**取り組む課題**
更年期の腰痛を扱った抜粋本文によると、閉経を迎えた頃からTさんに悪化したり気になり始めたりしたことは何か。すべて挙げなさい。

---------- 抜粋本文 ----------

2.腰に爆弾を抱えているよう・・・53歳主婦を悩ます更年期の腰痛
53歳女性Tさんのエピソードをご紹介します。
Tさんは、ご主人(53歳)と高校1年生の息子さんの三人暮らしで、パートで介護士として働いていらっしゃいます。
2年ほど前に閉経を迎え、その頃から腰の痛みや便秘が悪化し、体重増加やイライラも気になるようになってきたそうです。
ダイエットとリフレッシュをかねて週1回体操教室に通っていましたが、腰痛が悪化して仕事をこなすだけで精一杯となり、最近では教室は休みがち。楽しみだった教室の友人とのおしゃべりもできなくなって気が滅入る毎日をお過ごしでした。
やっと腰の痛みが落ち着いたので久しぶりに教室に参加したところ、大変な事態が起きてしまったということでした。

---------- データ抜粋 ----------

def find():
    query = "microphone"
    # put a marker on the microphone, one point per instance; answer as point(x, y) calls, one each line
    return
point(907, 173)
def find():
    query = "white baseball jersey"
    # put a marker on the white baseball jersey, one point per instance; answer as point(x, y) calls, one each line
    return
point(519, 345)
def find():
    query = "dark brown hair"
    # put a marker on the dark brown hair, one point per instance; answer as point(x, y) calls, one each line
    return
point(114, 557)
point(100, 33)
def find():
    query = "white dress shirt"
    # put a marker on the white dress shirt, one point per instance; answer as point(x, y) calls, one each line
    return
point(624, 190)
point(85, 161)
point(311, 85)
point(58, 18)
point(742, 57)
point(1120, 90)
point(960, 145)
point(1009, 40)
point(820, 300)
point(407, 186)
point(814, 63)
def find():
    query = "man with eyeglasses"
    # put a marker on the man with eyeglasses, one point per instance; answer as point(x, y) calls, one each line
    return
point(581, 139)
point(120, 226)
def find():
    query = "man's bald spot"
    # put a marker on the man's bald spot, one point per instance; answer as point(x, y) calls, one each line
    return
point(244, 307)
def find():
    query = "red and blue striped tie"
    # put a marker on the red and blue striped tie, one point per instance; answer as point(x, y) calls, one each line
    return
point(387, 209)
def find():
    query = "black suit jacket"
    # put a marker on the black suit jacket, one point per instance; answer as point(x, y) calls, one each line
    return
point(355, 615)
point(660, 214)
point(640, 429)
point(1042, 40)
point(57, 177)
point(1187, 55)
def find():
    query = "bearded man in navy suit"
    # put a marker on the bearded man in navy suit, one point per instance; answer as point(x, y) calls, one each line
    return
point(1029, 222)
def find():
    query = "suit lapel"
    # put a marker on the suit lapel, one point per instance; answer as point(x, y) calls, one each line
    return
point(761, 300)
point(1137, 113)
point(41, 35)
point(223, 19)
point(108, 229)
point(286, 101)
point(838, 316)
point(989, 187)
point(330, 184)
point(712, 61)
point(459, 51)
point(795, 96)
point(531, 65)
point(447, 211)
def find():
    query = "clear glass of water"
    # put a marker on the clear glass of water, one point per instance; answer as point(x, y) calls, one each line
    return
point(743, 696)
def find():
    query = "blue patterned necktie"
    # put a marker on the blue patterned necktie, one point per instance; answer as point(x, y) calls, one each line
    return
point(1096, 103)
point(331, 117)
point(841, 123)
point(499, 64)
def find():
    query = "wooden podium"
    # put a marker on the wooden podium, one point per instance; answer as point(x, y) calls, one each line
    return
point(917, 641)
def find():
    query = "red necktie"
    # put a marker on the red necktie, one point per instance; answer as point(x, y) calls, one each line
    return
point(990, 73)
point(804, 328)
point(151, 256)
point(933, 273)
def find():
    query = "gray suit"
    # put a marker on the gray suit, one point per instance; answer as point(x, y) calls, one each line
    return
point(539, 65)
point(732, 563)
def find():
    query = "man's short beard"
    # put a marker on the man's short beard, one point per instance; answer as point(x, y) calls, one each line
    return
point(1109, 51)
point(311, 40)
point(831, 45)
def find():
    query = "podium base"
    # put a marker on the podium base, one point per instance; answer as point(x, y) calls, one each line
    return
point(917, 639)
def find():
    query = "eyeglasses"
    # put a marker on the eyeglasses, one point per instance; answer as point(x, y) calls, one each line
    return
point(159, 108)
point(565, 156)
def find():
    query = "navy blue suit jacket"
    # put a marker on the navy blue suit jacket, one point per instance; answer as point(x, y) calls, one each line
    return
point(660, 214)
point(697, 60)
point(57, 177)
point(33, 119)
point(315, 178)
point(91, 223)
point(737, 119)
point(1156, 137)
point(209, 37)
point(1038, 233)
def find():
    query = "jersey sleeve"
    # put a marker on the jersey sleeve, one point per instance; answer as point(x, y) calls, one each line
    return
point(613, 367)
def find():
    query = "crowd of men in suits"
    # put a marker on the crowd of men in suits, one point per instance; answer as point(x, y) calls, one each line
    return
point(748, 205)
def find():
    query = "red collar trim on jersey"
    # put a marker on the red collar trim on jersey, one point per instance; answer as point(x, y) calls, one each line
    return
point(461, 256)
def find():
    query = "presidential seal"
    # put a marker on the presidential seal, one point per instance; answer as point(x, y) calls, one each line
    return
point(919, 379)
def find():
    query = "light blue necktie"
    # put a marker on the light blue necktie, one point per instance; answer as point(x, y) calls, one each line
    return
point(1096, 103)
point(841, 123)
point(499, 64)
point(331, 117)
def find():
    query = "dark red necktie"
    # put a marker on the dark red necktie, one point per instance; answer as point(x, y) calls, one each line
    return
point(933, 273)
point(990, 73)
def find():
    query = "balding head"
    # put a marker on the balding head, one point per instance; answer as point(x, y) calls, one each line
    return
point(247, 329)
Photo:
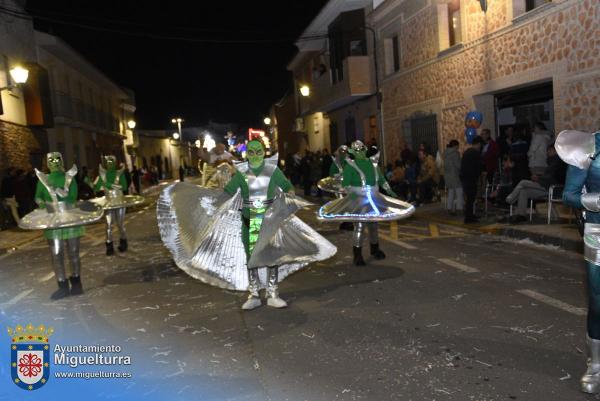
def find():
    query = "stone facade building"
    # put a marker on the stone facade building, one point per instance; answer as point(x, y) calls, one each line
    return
point(90, 110)
point(518, 62)
point(334, 63)
point(22, 135)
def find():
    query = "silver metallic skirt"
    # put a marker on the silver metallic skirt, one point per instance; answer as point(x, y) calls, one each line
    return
point(62, 215)
point(365, 204)
point(591, 243)
point(118, 202)
point(331, 184)
point(202, 228)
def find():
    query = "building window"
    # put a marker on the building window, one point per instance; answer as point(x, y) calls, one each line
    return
point(521, 7)
point(531, 4)
point(454, 23)
point(396, 53)
point(392, 54)
point(5, 69)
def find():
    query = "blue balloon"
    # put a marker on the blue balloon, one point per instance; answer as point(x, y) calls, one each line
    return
point(473, 119)
point(470, 134)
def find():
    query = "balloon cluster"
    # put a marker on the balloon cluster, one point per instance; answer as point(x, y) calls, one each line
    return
point(472, 122)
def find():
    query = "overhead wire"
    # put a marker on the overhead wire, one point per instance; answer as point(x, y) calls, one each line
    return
point(150, 35)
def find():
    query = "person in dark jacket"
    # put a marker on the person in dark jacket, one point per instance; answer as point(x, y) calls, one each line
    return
point(490, 153)
point(181, 173)
point(7, 189)
point(470, 170)
point(135, 178)
point(518, 156)
point(537, 187)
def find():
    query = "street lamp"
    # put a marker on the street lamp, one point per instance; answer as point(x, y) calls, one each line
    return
point(178, 121)
point(483, 5)
point(19, 76)
point(305, 90)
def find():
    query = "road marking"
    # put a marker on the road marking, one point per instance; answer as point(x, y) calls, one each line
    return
point(46, 277)
point(458, 265)
point(433, 230)
point(399, 243)
point(554, 302)
point(16, 299)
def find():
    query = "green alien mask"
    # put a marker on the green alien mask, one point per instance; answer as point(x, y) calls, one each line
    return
point(110, 162)
point(255, 153)
point(55, 162)
point(358, 150)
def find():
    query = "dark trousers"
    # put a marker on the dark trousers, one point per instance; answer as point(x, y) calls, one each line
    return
point(593, 318)
point(470, 192)
point(426, 191)
point(307, 187)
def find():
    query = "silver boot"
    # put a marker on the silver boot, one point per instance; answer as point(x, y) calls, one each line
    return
point(272, 291)
point(590, 381)
point(253, 301)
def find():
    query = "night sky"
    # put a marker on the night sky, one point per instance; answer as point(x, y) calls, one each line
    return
point(178, 57)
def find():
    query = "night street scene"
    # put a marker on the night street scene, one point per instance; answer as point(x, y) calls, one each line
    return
point(300, 200)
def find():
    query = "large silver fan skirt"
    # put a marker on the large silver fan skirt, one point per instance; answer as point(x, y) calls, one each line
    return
point(110, 203)
point(202, 227)
point(81, 213)
point(331, 184)
point(365, 204)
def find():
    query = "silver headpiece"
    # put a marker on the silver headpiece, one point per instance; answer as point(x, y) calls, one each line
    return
point(358, 146)
point(576, 148)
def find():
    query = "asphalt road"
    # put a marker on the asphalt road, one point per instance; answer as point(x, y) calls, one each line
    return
point(449, 315)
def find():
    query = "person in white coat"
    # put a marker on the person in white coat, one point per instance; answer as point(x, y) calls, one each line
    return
point(537, 149)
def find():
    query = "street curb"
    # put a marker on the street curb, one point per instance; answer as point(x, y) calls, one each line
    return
point(511, 232)
point(563, 243)
point(20, 243)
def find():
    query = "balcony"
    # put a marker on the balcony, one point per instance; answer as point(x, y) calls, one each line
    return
point(71, 111)
point(357, 83)
point(63, 105)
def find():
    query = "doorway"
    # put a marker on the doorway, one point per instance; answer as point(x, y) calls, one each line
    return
point(522, 108)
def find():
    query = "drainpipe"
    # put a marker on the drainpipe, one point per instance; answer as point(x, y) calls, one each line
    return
point(379, 97)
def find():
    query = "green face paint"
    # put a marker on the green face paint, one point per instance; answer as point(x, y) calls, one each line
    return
point(55, 162)
point(110, 162)
point(255, 153)
point(358, 150)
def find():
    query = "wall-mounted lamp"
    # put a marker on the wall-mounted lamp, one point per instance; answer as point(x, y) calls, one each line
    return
point(483, 4)
point(305, 90)
point(19, 76)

----------

**解答**
・腰の痛み
・便秘
・体重増加
・イライラ